-- start of Record extracts --

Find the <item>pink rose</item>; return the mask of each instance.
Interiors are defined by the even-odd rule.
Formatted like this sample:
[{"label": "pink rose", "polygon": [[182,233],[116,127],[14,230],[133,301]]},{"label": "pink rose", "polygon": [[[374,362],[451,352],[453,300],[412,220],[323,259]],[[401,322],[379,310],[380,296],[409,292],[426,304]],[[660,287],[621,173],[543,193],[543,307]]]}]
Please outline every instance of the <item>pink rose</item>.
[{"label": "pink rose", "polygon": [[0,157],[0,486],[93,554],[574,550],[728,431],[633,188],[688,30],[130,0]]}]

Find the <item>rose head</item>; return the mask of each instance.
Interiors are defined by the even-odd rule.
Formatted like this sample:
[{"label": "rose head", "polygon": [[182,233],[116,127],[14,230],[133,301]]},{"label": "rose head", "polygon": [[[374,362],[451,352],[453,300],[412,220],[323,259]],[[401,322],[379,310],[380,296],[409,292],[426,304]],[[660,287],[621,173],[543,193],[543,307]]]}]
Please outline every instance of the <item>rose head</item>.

-- end of Record extracts --

[Given request] Convert every line of the entries above into a Markdown table with two columns, Row and Line, numbering each row and leaving out blank lines.

[Final result]
| Row | Line |
|---|---|
| 1 | Find the <item>pink rose</item>; return the mask of each instance. |
| 2 | Interiors are defined by the even-odd rule. |
| 3 | Formatted like this sample: |
| 4 | [{"label": "pink rose", "polygon": [[182,233],[116,127],[14,230],[133,301]]},{"label": "pink rose", "polygon": [[[374,362],[451,352],[453,300],[412,220],[323,259]],[[401,322],[379,310],[380,296],[409,292],[426,304]],[[660,287],[621,173],[543,193],[543,307]]]}] |
| 5 | Please outline every instance of the <item>pink rose</item>. |
| 6 | [{"label": "pink rose", "polygon": [[0,157],[0,486],[93,554],[574,550],[728,431],[633,188],[688,30],[130,0]]}] |
| 7 | Find the <item>rose head</item>; return the mask of each instance. |
| 8 | Interiors are defined by the even-odd rule. |
| 9 | Formatted like this sample: |
| 10 | [{"label": "rose head", "polygon": [[182,233],[116,127],[14,230],[133,301]]},{"label": "rose head", "polygon": [[[374,362],[451,352],[453,300],[412,220],[323,259]],[[401,322],[379,310],[380,296],[409,292],[426,304]],[[660,287],[621,173],[543,193],[543,307]]]}] |
| 11 | Please outline every instance of the <item>rose head</item>. |